(Records from a data collection)
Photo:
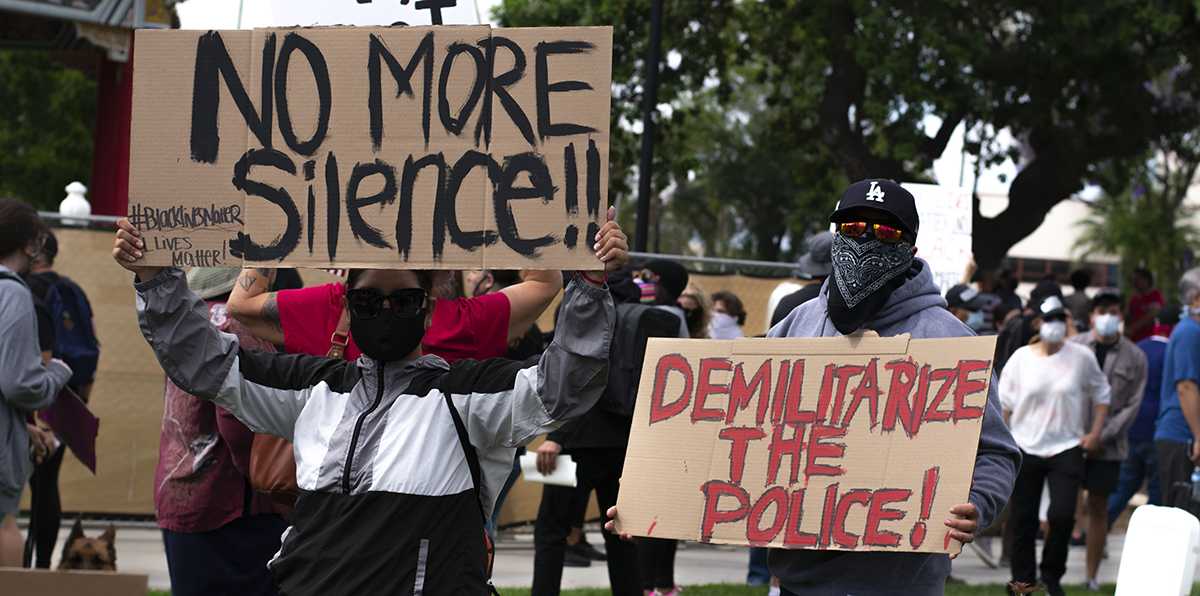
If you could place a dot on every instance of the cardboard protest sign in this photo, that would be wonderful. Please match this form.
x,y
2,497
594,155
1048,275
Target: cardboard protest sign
x,y
945,239
851,443
371,12
408,148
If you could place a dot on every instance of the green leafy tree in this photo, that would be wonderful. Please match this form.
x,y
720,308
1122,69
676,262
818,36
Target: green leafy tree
x,y
1144,217
46,127
858,83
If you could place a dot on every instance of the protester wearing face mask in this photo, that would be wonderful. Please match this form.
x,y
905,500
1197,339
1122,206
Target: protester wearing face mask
x,y
399,455
1177,432
1056,399
729,317
27,384
967,305
880,284
1125,367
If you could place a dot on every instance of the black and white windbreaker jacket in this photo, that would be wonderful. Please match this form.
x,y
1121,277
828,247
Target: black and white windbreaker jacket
x,y
388,503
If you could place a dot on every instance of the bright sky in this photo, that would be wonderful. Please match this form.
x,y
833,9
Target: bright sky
x,y
225,14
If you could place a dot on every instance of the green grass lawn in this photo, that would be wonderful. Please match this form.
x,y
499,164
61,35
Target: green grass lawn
x,y
744,590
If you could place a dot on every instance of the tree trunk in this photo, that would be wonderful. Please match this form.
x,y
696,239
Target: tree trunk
x,y
1037,188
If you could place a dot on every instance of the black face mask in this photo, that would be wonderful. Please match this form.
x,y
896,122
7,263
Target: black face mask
x,y
382,333
388,336
865,272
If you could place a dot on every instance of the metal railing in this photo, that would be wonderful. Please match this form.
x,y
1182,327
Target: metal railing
x,y
723,265
100,222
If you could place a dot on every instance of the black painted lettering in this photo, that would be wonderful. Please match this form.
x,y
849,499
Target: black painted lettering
x,y
445,217
407,181
360,227
543,88
540,187
244,246
333,205
403,77
454,125
213,60
293,42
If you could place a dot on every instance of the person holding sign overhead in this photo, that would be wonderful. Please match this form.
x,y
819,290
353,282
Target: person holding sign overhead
x,y
880,284
399,455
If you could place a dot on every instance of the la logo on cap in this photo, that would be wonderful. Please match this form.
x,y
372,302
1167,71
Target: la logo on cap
x,y
874,192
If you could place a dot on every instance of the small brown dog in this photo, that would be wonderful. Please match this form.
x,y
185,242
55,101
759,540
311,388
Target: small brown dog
x,y
83,553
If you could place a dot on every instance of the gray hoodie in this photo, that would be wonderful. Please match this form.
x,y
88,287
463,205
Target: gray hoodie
x,y
917,308
25,385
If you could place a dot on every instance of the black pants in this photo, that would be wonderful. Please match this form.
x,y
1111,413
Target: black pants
x,y
599,468
45,510
231,559
655,563
1063,473
1175,473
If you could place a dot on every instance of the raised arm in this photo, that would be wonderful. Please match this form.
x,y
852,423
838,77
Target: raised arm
x,y
255,306
507,404
529,299
537,290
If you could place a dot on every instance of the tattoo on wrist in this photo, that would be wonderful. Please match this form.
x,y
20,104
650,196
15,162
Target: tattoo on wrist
x,y
270,312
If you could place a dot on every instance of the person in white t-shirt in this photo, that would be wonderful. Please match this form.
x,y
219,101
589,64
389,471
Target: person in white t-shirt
x,y
1056,399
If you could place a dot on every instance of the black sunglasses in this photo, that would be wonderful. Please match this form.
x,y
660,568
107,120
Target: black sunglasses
x,y
367,302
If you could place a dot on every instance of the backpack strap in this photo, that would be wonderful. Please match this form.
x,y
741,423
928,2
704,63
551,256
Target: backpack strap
x,y
341,336
475,474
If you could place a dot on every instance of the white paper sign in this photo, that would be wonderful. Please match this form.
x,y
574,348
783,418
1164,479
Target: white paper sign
x,y
373,12
945,238
563,474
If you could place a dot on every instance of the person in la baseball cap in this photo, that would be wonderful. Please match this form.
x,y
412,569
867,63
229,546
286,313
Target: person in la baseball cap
x,y
880,284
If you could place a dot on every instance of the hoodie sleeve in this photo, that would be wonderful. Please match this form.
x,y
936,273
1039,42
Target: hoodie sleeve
x,y
27,384
505,404
267,391
997,461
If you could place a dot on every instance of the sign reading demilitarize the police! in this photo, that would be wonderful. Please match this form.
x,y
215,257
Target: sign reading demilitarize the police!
x,y
859,443
424,148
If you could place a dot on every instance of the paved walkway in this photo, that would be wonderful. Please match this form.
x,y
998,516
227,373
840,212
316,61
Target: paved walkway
x,y
139,551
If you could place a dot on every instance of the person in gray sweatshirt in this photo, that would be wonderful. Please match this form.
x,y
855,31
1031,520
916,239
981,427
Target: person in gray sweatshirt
x,y
27,384
880,284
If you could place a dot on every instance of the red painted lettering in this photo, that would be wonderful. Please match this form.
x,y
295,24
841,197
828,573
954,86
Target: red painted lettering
x,y
904,374
742,393
868,390
819,447
667,365
783,446
965,387
880,512
933,413
706,387
826,392
741,438
792,534
844,374
713,492
792,411
840,536
757,535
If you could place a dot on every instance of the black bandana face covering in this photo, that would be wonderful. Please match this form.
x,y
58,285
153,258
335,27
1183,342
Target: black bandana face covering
x,y
865,272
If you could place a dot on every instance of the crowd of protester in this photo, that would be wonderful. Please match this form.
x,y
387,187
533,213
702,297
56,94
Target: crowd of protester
x,y
301,416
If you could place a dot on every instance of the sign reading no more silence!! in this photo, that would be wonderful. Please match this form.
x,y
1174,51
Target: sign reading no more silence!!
x,y
851,443
407,148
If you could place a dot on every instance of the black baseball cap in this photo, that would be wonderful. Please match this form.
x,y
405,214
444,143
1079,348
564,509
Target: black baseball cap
x,y
965,296
881,194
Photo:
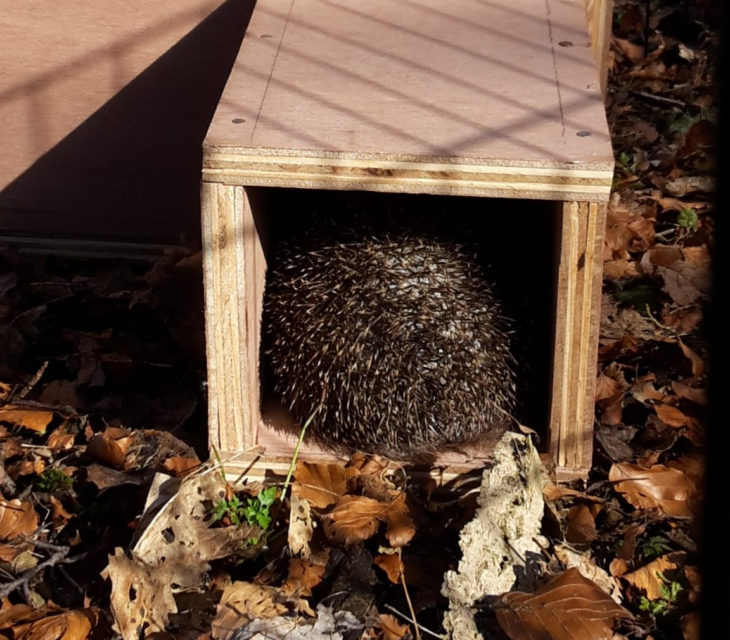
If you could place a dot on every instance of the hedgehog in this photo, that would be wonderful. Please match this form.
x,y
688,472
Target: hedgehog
x,y
392,343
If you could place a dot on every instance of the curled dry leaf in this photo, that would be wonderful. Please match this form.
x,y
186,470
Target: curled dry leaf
x,y
569,607
671,415
400,526
647,578
320,484
691,626
301,526
656,487
107,448
391,564
16,519
581,527
180,466
303,576
242,602
60,440
696,396
71,625
354,519
33,419
391,628
698,366
141,598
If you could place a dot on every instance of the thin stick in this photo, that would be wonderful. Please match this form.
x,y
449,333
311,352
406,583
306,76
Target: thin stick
x,y
408,597
413,622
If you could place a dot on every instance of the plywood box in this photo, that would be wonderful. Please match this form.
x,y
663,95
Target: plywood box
x,y
497,100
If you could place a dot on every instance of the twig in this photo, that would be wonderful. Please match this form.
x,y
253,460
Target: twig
x,y
413,622
408,597
57,557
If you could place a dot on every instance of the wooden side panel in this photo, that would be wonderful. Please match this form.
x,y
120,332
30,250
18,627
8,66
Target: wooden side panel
x,y
232,308
576,337
600,18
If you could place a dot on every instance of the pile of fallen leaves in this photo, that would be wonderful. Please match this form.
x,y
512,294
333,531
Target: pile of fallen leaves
x,y
111,526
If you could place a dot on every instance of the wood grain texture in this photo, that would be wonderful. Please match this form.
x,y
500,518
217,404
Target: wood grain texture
x,y
496,98
232,345
576,337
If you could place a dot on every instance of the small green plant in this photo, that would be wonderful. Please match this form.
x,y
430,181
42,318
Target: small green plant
x,y
654,547
687,219
253,511
669,590
53,481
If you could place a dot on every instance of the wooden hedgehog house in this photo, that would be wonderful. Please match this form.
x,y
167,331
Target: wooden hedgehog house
x,y
496,101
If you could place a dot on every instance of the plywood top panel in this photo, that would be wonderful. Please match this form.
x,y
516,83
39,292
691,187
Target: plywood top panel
x,y
489,97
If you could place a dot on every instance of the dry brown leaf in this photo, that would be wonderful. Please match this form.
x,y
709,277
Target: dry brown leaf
x,y
33,419
301,526
105,448
60,440
16,519
141,595
391,564
698,366
581,525
671,415
633,52
646,578
694,578
684,320
627,230
569,607
684,391
302,577
320,484
14,614
617,269
618,567
400,526
556,491
657,487
242,602
35,466
59,515
71,625
691,626
391,628
354,519
691,465
606,387
180,466
5,390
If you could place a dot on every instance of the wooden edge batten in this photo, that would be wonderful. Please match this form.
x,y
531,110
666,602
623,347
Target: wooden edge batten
x,y
230,401
599,15
490,178
576,337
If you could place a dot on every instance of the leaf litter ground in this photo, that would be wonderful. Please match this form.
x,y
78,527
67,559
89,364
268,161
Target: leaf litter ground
x,y
110,525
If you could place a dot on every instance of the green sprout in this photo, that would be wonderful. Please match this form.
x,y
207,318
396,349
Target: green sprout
x,y
255,511
669,590
687,219
53,481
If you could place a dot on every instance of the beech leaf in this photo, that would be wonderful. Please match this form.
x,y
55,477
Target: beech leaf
x,y
320,484
656,487
569,607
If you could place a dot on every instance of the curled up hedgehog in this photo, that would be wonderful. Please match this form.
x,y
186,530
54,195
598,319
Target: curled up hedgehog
x,y
394,341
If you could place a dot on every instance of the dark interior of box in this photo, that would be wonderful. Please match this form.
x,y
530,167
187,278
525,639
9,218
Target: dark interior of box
x,y
515,241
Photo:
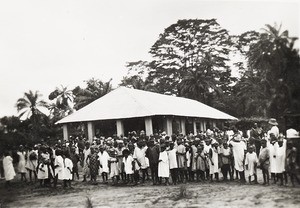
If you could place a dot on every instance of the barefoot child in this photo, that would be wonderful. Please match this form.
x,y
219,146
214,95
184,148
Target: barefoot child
x,y
43,172
93,164
114,169
68,166
9,172
22,162
163,165
264,161
128,165
251,163
200,163
103,159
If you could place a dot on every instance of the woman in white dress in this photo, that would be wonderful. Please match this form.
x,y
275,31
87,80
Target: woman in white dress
x,y
213,161
163,165
31,163
22,163
9,171
103,159
58,167
67,170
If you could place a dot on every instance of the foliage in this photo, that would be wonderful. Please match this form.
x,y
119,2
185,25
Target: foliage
x,y
63,101
137,76
183,48
94,90
30,105
270,84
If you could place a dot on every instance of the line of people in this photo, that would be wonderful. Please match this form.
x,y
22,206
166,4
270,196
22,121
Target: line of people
x,y
166,159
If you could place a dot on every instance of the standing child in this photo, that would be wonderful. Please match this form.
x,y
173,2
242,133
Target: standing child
x,y
9,171
22,161
181,159
225,153
103,159
214,161
31,163
200,162
58,167
68,166
251,163
114,169
163,165
291,162
43,172
264,161
93,164
75,159
128,166
173,162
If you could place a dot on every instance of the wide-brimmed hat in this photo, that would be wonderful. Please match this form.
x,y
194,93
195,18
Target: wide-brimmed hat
x,y
273,121
292,133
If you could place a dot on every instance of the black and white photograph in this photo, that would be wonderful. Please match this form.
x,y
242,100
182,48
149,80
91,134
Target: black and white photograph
x,y
150,103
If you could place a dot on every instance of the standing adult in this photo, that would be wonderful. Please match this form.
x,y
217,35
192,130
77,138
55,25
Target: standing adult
x,y
238,150
31,163
256,134
152,153
273,125
22,163
86,153
9,172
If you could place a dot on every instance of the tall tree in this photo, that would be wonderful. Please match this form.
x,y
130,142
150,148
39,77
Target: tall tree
x,y
94,90
63,102
138,76
182,48
29,107
272,74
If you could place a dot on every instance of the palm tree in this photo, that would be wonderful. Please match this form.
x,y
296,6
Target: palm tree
x,y
64,99
200,82
94,90
269,60
29,106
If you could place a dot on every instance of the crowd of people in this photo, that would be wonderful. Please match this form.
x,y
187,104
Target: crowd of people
x,y
212,155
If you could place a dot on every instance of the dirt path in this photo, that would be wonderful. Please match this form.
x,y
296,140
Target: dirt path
x,y
221,194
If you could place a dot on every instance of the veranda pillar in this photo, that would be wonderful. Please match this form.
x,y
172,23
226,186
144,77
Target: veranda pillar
x,y
65,132
195,127
168,126
148,126
182,123
120,127
91,131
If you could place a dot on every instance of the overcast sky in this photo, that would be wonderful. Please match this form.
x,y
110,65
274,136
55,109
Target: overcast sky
x,y
44,44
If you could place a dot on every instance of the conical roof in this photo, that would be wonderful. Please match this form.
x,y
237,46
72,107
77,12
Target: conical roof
x,y
130,103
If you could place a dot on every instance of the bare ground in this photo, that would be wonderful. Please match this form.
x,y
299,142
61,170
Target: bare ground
x,y
217,194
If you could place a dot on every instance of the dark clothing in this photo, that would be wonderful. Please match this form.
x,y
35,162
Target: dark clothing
x,y
152,153
94,168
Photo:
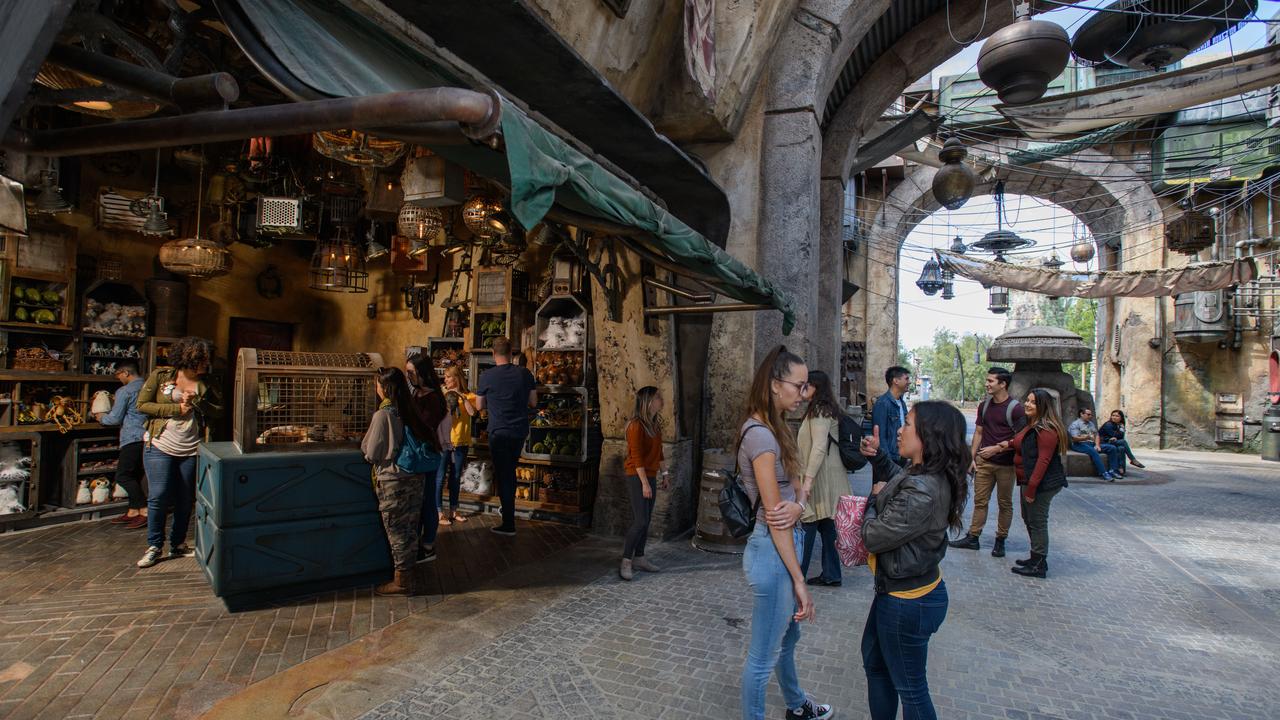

* WHAT IS REQUIRED
Please print exactly the lines from the line containing "the bare ground" through the end of the records above, both included, leaving out every picture.

* EXPECTED ANSWER
If you could place a dot on every instance of the bare ground in this photo, that would be wonderful. Please match this form.
x,y
299,142
61,170
Target: bare ground
x,y
217,194
If you could place a dot on every instance of the dark clothing in this photo, that would be wonderful. Please match this form.
x,y
35,162
Target: dark clothing
x,y
152,153
94,168
Photo:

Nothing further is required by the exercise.